Reproduce all the lines exactly as they stand, apart from the pictures.
══ Dataset content ══
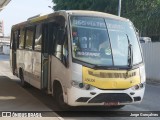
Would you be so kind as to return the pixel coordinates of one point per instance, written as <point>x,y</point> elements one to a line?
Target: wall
<point>151,52</point>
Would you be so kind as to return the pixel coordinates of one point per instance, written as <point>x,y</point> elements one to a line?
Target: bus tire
<point>59,98</point>
<point>117,107</point>
<point>23,83</point>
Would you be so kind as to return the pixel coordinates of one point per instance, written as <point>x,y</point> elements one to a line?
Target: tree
<point>144,14</point>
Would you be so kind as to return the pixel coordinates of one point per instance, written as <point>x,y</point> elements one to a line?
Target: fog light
<point>81,85</point>
<point>136,87</point>
<point>141,85</point>
<point>87,87</point>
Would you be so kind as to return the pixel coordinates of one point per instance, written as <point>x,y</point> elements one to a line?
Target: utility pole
<point>119,8</point>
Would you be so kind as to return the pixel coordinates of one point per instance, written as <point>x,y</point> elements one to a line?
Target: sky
<point>20,10</point>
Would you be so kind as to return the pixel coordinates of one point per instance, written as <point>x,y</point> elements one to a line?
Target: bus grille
<point>111,97</point>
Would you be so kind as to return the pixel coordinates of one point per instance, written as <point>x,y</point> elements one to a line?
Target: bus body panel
<point>62,74</point>
<point>30,62</point>
<point>81,85</point>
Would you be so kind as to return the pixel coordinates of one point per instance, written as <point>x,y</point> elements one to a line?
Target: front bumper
<point>98,97</point>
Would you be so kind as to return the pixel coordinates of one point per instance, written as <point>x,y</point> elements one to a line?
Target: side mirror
<point>61,33</point>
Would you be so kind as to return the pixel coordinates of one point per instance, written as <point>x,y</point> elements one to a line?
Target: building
<point>3,3</point>
<point>4,41</point>
<point>4,45</point>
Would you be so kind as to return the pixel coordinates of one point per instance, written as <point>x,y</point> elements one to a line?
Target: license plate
<point>110,103</point>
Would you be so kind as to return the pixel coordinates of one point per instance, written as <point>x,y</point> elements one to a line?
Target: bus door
<point>47,43</point>
<point>15,42</point>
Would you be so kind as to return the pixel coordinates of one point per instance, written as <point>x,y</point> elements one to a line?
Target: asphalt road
<point>151,102</point>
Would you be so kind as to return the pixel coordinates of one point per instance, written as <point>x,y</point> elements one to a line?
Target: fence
<point>151,52</point>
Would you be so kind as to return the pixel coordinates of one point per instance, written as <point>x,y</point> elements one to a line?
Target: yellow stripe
<point>39,18</point>
<point>94,78</point>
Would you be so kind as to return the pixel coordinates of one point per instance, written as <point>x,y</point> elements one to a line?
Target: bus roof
<point>70,12</point>
<point>95,13</point>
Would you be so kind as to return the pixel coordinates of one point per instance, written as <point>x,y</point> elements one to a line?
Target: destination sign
<point>88,23</point>
<point>88,54</point>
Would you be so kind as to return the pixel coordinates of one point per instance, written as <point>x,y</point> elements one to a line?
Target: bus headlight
<point>81,85</point>
<point>139,86</point>
<point>142,74</point>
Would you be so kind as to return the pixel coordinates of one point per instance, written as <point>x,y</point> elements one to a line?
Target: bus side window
<point>29,37</point>
<point>65,50</point>
<point>38,38</point>
<point>21,41</point>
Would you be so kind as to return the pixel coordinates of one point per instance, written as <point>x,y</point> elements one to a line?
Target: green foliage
<point>145,14</point>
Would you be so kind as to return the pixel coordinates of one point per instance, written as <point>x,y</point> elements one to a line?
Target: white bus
<point>83,58</point>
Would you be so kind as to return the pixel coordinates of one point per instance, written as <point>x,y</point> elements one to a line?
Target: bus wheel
<point>117,107</point>
<point>23,83</point>
<point>60,99</point>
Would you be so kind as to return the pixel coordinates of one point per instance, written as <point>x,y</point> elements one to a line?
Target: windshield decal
<point>87,54</point>
<point>89,23</point>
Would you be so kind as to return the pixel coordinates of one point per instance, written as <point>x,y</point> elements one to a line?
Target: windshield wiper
<point>130,53</point>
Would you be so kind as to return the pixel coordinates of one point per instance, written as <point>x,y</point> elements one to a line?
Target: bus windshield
<point>103,41</point>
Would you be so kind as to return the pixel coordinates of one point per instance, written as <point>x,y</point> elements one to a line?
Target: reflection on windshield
<point>102,41</point>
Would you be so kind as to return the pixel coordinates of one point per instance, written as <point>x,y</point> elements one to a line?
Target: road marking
<point>7,97</point>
═══
* The result *
Would you be so kind as to return the pixel coordinates of one point per instance, written as <point>x,y</point> elements one to a line?
Target: wall
<point>151,52</point>
Would you be so kind as to return the pixel coordinates of one point per instance, written as <point>x,y</point> elements one to a line?
Target: bus tire
<point>59,98</point>
<point>117,107</point>
<point>23,83</point>
Would you be so kind as to return the pixel coordinates of one point per instance, written as <point>x,y</point> elements one to a line?
Target: tree
<point>144,14</point>
Would you be so kind as to return the pixel coordinates of one point per instance, written as <point>x,y</point> elements one to a line?
Target: fog light
<point>81,85</point>
<point>136,87</point>
<point>141,85</point>
<point>87,87</point>
Would you be so kind as to return the pixel coordinates of one point per instance, written as <point>x,y</point> elements one to a line?
Target: utility pole
<point>119,8</point>
Would you be so kind as to return the pixel coordinates of one point per instance, written as <point>x,y</point> elements one to a line?
Target: sky
<point>20,10</point>
Would you be so kind as to return the pixel coordinates of one point per instance, written as <point>x,y</point> elements one to a line?
Target: bus grille
<point>111,97</point>
Would you be so kind as to return the pixel coordinates of one point per instance, written as <point>x,y</point> elements one to a line?
Target: bus body panel
<point>62,74</point>
<point>30,62</point>
<point>81,85</point>
Would you be so kind as to return the pixel coordinates of one point per instance, written as <point>x,y</point> elements one to a line?
Target: front bumper
<point>98,97</point>
Would you be so kind as to return the pixel coordinates of one point per instance, written as <point>x,y</point> elements one to a line?
Target: side mirror
<point>61,33</point>
Would you be so kind as to return the pixel coordinates of one point per instance, written as <point>x,y</point> elements one to a line?
Target: building
<point>3,3</point>
<point>4,41</point>
<point>4,45</point>
Would you be so kind as to return the pixel coordinates of one point per instance, written as <point>x,y</point> elements one to a line?
Target: license plate
<point>110,103</point>
Would you be so kind as to return the pixel coordinates of one point per instance, written as <point>x,y</point> elements one to a line?
Target: bus door
<point>47,43</point>
<point>15,42</point>
Would you be so kind as to return the pixel coordinates of one point per instance, written as <point>x,y</point> elements one to a line?
Target: asphalt road
<point>151,102</point>
Would you be so kind as to return the pixel coordinates of one point per instance, written as <point>x,y</point> elements one to a line?
Target: fence
<point>151,52</point>
Would you be so kind as to return the pixel coordinates of one point per instance, written as <point>x,y</point> elements one to a line?
Target: yellow stripe
<point>39,18</point>
<point>94,78</point>
Would you be so kind as to return the pixel coordinates of one point per instance, written as <point>x,y</point> elements one to a line?
Target: bus roof
<point>70,12</point>
<point>95,13</point>
Would you be so kind as to return the pixel coordinates of one point per instance, written as <point>x,y</point> elements one to a line?
Target: destination sign
<point>88,23</point>
<point>88,54</point>
Would you be so kind as to return the pixel coordinates of one point per instance, written as <point>x,y</point> elements one to a line?
Target: bus headlight
<point>81,85</point>
<point>139,86</point>
<point>142,74</point>
Would you be so kind as to return the pixel coordinates of one point per instance, written as <point>x,y</point> elements one to a line?
Target: bus side window
<point>29,37</point>
<point>65,50</point>
<point>38,38</point>
<point>21,41</point>
Would you be so kind as to return the pixel coordinates of one point per instance, written as <point>x,y</point> elements one to a line?
Target: green foliage
<point>145,14</point>
Would you be so kind as to return the pixel coordinates of one point per instance, written as <point>x,y</point> elements one to a line?
Target: white bus
<point>83,58</point>
Would you be so kind as to return the pixel coordinates of one point per instance, written as <point>x,y</point> elements one to a line?
Target: bus wheel
<point>117,107</point>
<point>23,83</point>
<point>60,99</point>
Would you be so kind as to return the pixel coordinates of one point per instance, written as <point>x,y</point> elements one to a line?
Target: windshield decal
<point>87,54</point>
<point>89,23</point>
Would you be so kind as to return the pixel coordinates of one point per instance, written as <point>x,y</point> elements one to a line?
Target: windshield wiper
<point>130,53</point>
Would you be so kind as to return the pixel coordinates of one point per instance, written as <point>x,y</point> elements one to a line?
Target: bus windshield
<point>103,41</point>
Would you be so kind as to return the pixel coordinates of one point per instance, written as <point>x,y</point> elements one to a line?
Target: reflection on windshield
<point>102,41</point>
Would you be so kind as to return the pixel coordinates of one point per instance, written as <point>x,y</point> elements one to a line?
Target: road marking
<point>7,97</point>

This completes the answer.